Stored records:
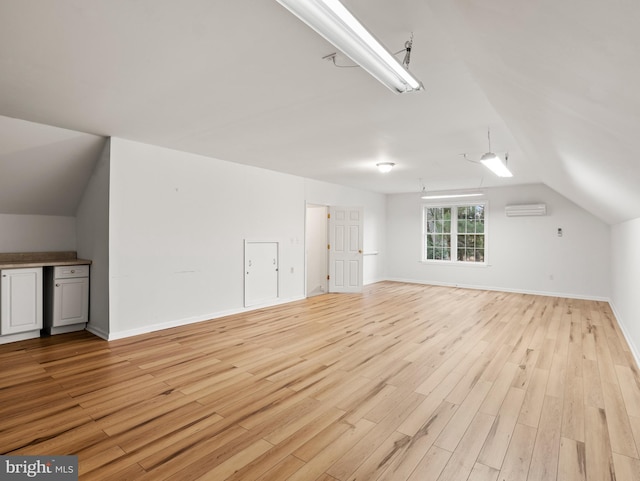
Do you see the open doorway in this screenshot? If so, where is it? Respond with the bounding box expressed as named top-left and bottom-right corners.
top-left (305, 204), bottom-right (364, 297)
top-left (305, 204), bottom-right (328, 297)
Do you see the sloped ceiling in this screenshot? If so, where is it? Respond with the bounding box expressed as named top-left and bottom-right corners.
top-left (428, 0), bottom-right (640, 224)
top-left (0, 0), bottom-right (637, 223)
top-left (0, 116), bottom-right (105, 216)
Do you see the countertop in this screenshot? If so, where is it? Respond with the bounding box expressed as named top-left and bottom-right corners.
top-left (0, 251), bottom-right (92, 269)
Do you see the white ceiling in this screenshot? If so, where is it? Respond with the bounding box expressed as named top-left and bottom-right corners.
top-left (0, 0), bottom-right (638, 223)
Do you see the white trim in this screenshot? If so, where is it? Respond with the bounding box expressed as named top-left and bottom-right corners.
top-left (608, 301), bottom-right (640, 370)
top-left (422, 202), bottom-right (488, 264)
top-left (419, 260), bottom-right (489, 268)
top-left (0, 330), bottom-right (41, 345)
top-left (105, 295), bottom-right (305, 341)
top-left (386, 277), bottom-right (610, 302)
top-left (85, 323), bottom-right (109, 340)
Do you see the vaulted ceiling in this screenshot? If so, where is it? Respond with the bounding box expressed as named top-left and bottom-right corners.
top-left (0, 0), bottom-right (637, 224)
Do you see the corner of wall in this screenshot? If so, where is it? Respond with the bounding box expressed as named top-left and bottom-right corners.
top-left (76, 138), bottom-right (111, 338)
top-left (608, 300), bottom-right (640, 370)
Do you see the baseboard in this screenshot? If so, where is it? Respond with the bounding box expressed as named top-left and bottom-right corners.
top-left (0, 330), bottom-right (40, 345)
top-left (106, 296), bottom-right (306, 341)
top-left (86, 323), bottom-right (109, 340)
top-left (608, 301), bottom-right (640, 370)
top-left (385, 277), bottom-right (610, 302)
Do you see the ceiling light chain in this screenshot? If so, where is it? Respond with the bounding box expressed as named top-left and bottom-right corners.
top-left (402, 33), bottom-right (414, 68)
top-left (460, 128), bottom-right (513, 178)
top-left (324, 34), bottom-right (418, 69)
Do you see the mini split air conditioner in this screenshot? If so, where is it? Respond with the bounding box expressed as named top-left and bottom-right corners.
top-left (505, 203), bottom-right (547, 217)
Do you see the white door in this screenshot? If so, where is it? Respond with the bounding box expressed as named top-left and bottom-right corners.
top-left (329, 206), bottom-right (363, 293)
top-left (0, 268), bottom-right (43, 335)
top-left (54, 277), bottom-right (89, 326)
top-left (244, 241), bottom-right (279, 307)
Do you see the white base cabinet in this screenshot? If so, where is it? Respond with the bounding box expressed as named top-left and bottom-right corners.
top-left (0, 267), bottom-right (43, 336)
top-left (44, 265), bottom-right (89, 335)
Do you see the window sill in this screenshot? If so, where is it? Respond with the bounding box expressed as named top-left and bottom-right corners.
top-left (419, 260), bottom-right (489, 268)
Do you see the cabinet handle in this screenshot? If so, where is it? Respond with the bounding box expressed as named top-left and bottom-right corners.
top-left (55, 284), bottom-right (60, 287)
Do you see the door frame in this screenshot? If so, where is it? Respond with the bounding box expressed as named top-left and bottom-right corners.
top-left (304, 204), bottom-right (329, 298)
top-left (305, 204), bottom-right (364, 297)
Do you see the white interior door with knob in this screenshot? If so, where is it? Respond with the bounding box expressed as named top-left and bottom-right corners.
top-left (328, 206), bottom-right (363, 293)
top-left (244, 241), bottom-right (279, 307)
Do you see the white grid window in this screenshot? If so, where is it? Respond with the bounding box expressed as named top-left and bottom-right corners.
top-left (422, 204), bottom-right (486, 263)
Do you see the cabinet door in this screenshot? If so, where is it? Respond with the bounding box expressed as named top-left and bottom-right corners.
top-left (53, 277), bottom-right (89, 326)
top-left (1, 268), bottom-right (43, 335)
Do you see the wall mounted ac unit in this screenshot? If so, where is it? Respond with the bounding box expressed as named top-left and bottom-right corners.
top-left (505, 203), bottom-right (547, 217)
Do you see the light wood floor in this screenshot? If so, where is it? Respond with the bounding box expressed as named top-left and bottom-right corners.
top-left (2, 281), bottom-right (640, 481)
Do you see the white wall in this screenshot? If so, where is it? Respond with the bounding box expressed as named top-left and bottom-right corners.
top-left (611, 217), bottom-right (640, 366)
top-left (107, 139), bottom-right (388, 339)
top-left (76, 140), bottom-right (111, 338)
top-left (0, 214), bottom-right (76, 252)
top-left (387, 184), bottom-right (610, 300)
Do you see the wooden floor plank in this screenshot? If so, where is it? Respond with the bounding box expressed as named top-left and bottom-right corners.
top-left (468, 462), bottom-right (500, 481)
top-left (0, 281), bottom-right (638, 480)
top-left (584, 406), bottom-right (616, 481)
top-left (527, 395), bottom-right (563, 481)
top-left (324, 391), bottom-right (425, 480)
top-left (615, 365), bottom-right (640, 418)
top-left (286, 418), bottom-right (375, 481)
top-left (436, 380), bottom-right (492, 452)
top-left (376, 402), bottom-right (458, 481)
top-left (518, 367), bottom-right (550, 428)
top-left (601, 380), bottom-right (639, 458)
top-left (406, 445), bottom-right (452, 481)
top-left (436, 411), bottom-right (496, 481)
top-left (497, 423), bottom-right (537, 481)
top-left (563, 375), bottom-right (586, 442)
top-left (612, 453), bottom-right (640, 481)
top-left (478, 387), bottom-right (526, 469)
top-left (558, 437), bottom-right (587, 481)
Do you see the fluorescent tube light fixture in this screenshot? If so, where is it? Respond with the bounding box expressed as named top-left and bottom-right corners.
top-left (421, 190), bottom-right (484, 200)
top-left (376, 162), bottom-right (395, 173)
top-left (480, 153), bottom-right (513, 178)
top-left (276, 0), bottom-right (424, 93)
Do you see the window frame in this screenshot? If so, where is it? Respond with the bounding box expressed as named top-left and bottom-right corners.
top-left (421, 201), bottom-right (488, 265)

**WHAT IS BEING ASKED:** The data above should be returned in full, exactly as written, apart from its images.

**RESPONSE BELOW:**
Do you see the open doorway in this screenshot? If so, where is it? Respond with the bounding box expressed as named top-left and bottom-right corners.
top-left (305, 204), bottom-right (364, 297)
top-left (305, 204), bottom-right (328, 297)
Do you see the sloped ceiling in this screenshot? If so, where is it? Respond with the bounding box expressed as named top-left and bottom-right corners.
top-left (428, 0), bottom-right (640, 224)
top-left (0, 0), bottom-right (637, 223)
top-left (0, 116), bottom-right (105, 216)
Do you see the countertop in this screenshot? If so, where is it? Respond with the bounding box expressed as named top-left and bottom-right corners.
top-left (0, 251), bottom-right (92, 269)
Do you see the white ceiling in this screenshot? If so, where is it? Respond with the bounding box expressed as named top-left and bottom-right corners.
top-left (0, 0), bottom-right (638, 223)
Do you see the white trim in this screenshot? If so, where is it? Respond with the bounding box expressed as named top-left and bottom-right corners.
top-left (608, 301), bottom-right (640, 370)
top-left (422, 202), bottom-right (488, 264)
top-left (419, 260), bottom-right (489, 268)
top-left (0, 330), bottom-right (41, 345)
top-left (105, 295), bottom-right (305, 341)
top-left (386, 277), bottom-right (610, 302)
top-left (85, 323), bottom-right (109, 340)
Do you see the vaulted ceiling in this screenshot? If so, where is it? Respond with the bounding box expressed as named top-left and bottom-right corners.
top-left (0, 0), bottom-right (637, 224)
Do you see the corner of wall in this screenshot? If so, where is it? Respond with the bounding box expressed as named top-left and bottom-right corners.
top-left (76, 138), bottom-right (111, 338)
top-left (608, 300), bottom-right (640, 370)
Do you see the baseboard in this screenshot? If so, where is it? Respond with the bounding box expressed as named top-left and bottom-right corners.
top-left (0, 330), bottom-right (40, 345)
top-left (106, 296), bottom-right (306, 341)
top-left (86, 323), bottom-right (109, 340)
top-left (608, 301), bottom-right (640, 370)
top-left (385, 277), bottom-right (610, 302)
Do you see the ceiling light chain in this screenshot? If so, where is it? Respond with the bounding box expressed as named top-left and bottom-right corners.
top-left (402, 33), bottom-right (414, 68)
top-left (460, 128), bottom-right (513, 178)
top-left (324, 34), bottom-right (418, 69)
Do you see the mini split air conditioner in this screenshot? If so, where is it? Respond with the bounding box expressed as named top-left and bottom-right corners.
top-left (505, 203), bottom-right (547, 217)
Do you see the white door in this screenshot? If so, where is it? Respond with the bounding box expressed as named top-left and bottom-right corners.
top-left (329, 206), bottom-right (363, 293)
top-left (0, 268), bottom-right (43, 335)
top-left (54, 277), bottom-right (89, 326)
top-left (244, 241), bottom-right (279, 307)
Do you see the white base cabinet in this screenshot? If so, where is it? Respond with the bounding box expressed as named top-left and bottom-right corners.
top-left (0, 267), bottom-right (43, 336)
top-left (44, 265), bottom-right (89, 335)
Do you see the window sill in this screenshot? If so, where is it? Respond with the bounding box expressed as named top-left and bottom-right corners.
top-left (419, 260), bottom-right (489, 268)
Do you see the cabinet handle in this screenshot? If so, where is it? Respond with the bounding box expressed as named top-left and bottom-right corners.
top-left (55, 284), bottom-right (60, 287)
Do you see the door frame in this screenshot? If so, where is it? Respond with the bounding box expressed as named top-left and bottom-right corners.
top-left (304, 204), bottom-right (329, 298)
top-left (305, 204), bottom-right (364, 297)
Do you see the white interior door with knob in this screenshot? If so, where is it? Respond with the bounding box expressed as named top-left and bottom-right corners.
top-left (328, 206), bottom-right (363, 293)
top-left (244, 241), bottom-right (279, 307)
Do you see the white grid window in this screenshot? If so, where is it? Respond with the bounding box expressed as named top-left and bottom-right corners.
top-left (422, 204), bottom-right (486, 263)
Do you see the cabinet door in this screenshot? If so, where is it? Respond with the bounding box expressed as named top-left and bottom-right corners.
top-left (53, 277), bottom-right (89, 326)
top-left (1, 268), bottom-right (43, 335)
Do you see the wall mounted ac unit in this screenshot? If so, where is it? Respond with the bounding box expressed as named top-left and bottom-right corners.
top-left (505, 203), bottom-right (547, 217)
Do you see the light wood floor in this screenshot? If so, where is it? Respond with the bounding box expressed as named top-left and bottom-right corners.
top-left (2, 281), bottom-right (640, 481)
Do you see the white wall in this screenshot? If so, where is it? Respond with the bounding box expressed as named top-left and bottom-right corners.
top-left (611, 217), bottom-right (640, 366)
top-left (107, 139), bottom-right (388, 339)
top-left (76, 140), bottom-right (111, 338)
top-left (0, 214), bottom-right (76, 252)
top-left (387, 184), bottom-right (610, 300)
Do you see the wooden floor plank in this screenshot? If so, where is it? Respond with the bounding box expressed as named top-left and bottom-right corners.
top-left (468, 462), bottom-right (500, 481)
top-left (0, 281), bottom-right (638, 480)
top-left (584, 406), bottom-right (616, 481)
top-left (527, 395), bottom-right (563, 481)
top-left (324, 391), bottom-right (425, 480)
top-left (615, 365), bottom-right (640, 418)
top-left (286, 418), bottom-right (375, 481)
top-left (436, 380), bottom-right (492, 452)
top-left (376, 402), bottom-right (458, 481)
top-left (518, 367), bottom-right (550, 428)
top-left (601, 380), bottom-right (639, 458)
top-left (406, 445), bottom-right (452, 481)
top-left (436, 411), bottom-right (496, 481)
top-left (497, 423), bottom-right (537, 481)
top-left (563, 375), bottom-right (586, 442)
top-left (612, 453), bottom-right (640, 481)
top-left (478, 387), bottom-right (526, 469)
top-left (558, 437), bottom-right (587, 481)
Do you see the fluorescent tube light fixture in this screenshot? If so, where is it? Respond with the bounding box expressed as named top-left and bottom-right corners.
top-left (421, 190), bottom-right (484, 200)
top-left (376, 162), bottom-right (395, 173)
top-left (480, 153), bottom-right (513, 178)
top-left (276, 0), bottom-right (424, 93)
Do you see the window frame in this screenshot? If so, where is it? Respond with the bounding box expressed as named top-left and bottom-right corners.
top-left (421, 201), bottom-right (488, 265)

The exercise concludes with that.